It is however, certainly implied in the actions of Cain and Abel, who each brought choice gifts of their best and presented or offered them unto the Lord that an altar was used by the pre-Flood patriarch.

The Levitical laws (see Leviticus chapters 1-7) later more clearly described and defined the building of altars and their use to present grain, fruits and sacrifice animals for many different reasons including an offering for sin.

King Solomon knelt before the altar and cried out unto the Lord asking God to be merciful to his people. “When Solomon had made an end of praying all this prayer and supplication unto the LORD, he arose from before the altar of the LORD, from kneeling on his knees with his hands spread up to heaven. I Kings 8:54 The altar was not only a place of sacrifice but also a place to pray.

In the New Testament the practice of animal offerings were part of the early covenant relationship between God and man for the forgiveness of sin had continued for thousands of years even until John the Baptist came and identified Jesus with the words: "Behold the Lamb of God who takes away the sin of the world." John 1:29 The choice of John’s words was deliberate and on purpose. There is a big difference between the offering of bulls and goats which had to be done over and over again and God providing his own Son to be an effective, sufficient sacrifice once and for all sin. Jesus became our sacrifice and his death satisfied the holy justice of God.

Let us jump forward to a more modern understanding of the altar that came about in the late 1800’s. Studies on Revivals and the Great Awakenings teach us the origin of the "the old fashioned altar call." (See Steven Gertz article “When and why did the custom of conducting altar calls begin?”) Evangelist began to reserve the front row of seats for those who were “anxious” to come to the altar to pray. After the sermon there would be a challenge to respond to come forward to the Lord's side. Those who were anxious about their souls were invited to walk down the aisle and set in one of the "anxious seats" where pastors, counselors or laypersons who were trained in evangelism would meet them and lead them through some simple scriptures and to the altar to pray.

Charles Finney an early revivalist explains his view: "Preach to him and at the moment he thinks he is willing to do anything . . . bring him to the test; call on him to do one thing, to make one step that shall identify him with the people of God. . . . If you say to him, "there is the anxious seat, come out and avow your determination to be on the Lord's side," and if he is not willing to do a small thing as that, then he is not willing to do anything for Christ."

- Request: List every Bible reference cited in the passage on altars. Rely only on the passage on altars when you answer.

(Stored dataset items)
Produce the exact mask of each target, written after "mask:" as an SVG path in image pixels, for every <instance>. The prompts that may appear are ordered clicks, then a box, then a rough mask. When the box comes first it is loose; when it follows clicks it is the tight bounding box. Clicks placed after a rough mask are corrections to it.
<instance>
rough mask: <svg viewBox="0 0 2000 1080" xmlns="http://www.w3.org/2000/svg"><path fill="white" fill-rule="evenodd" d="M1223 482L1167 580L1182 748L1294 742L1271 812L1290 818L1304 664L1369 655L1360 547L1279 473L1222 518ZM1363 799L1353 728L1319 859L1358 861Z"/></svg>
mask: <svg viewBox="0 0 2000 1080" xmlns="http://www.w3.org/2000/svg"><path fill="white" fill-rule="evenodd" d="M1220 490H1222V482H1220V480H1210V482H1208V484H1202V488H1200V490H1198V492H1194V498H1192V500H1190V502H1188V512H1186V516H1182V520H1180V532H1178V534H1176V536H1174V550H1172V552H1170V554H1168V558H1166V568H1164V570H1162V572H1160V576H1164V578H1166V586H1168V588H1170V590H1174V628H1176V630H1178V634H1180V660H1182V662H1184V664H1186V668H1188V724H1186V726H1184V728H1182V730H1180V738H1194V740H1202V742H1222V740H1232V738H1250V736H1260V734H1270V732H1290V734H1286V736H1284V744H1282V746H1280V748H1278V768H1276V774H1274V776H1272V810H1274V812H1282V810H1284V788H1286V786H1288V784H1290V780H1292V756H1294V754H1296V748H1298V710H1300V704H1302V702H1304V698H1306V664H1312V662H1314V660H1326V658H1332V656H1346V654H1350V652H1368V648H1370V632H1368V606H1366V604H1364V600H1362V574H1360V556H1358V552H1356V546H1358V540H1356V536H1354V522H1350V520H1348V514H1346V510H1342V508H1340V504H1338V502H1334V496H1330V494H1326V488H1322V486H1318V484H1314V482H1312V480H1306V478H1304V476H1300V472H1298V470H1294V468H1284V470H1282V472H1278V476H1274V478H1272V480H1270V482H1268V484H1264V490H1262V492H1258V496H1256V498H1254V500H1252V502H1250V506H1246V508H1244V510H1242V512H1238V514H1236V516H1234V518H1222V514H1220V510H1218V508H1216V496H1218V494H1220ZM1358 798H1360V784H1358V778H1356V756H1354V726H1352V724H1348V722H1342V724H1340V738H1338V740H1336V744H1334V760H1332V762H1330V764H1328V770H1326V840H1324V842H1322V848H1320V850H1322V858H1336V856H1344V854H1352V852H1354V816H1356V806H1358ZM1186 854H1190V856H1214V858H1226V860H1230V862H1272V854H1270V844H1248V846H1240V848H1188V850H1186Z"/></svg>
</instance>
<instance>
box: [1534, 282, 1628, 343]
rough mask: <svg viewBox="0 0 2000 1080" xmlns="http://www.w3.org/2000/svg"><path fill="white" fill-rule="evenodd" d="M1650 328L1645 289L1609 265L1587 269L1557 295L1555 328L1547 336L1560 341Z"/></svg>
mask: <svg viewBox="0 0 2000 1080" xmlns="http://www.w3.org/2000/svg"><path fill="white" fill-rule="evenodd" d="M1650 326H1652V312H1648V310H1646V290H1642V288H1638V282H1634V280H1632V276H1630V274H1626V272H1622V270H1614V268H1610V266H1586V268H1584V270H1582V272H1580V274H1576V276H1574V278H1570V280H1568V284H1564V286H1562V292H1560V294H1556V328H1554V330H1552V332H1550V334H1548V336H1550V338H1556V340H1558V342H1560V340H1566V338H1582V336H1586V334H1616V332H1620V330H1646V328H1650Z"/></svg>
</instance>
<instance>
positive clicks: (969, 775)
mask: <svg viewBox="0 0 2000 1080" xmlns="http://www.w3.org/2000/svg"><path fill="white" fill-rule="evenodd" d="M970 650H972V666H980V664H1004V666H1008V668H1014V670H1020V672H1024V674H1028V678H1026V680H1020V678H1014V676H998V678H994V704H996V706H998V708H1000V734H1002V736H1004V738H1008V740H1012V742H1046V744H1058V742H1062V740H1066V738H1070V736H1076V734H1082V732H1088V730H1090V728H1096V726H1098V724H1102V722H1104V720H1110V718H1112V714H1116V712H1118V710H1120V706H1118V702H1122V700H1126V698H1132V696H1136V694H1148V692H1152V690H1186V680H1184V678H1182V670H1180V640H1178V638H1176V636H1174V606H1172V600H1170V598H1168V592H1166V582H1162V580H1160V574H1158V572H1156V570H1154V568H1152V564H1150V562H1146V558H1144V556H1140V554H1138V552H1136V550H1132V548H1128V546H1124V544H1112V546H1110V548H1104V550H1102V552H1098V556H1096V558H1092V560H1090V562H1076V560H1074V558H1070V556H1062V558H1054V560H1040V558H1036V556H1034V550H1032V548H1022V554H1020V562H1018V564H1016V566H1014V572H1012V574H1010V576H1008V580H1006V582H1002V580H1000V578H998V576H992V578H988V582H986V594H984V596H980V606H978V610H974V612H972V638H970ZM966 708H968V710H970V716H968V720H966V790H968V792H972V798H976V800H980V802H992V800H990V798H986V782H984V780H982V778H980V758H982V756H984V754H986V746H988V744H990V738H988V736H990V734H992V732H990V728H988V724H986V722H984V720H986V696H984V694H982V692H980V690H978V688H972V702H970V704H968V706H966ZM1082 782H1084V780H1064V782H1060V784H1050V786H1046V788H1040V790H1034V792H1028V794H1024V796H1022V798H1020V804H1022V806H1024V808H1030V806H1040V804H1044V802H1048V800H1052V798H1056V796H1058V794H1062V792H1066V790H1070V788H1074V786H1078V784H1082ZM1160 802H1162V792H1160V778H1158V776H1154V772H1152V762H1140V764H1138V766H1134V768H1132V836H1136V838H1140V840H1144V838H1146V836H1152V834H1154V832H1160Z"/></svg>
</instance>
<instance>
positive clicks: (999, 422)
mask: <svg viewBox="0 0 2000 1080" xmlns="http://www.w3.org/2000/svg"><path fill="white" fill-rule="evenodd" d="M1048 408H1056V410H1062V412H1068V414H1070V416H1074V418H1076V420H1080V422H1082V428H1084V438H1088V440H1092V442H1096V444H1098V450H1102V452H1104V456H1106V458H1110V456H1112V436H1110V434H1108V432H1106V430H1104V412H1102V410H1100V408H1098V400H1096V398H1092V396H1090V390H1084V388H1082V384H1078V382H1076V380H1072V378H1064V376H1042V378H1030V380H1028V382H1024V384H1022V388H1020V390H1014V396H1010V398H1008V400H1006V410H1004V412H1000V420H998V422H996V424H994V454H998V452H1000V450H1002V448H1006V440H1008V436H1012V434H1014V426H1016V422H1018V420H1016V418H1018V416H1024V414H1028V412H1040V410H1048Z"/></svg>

- Task solution: Leviticus chapters 1-7, I Kings 8:54, John 1:29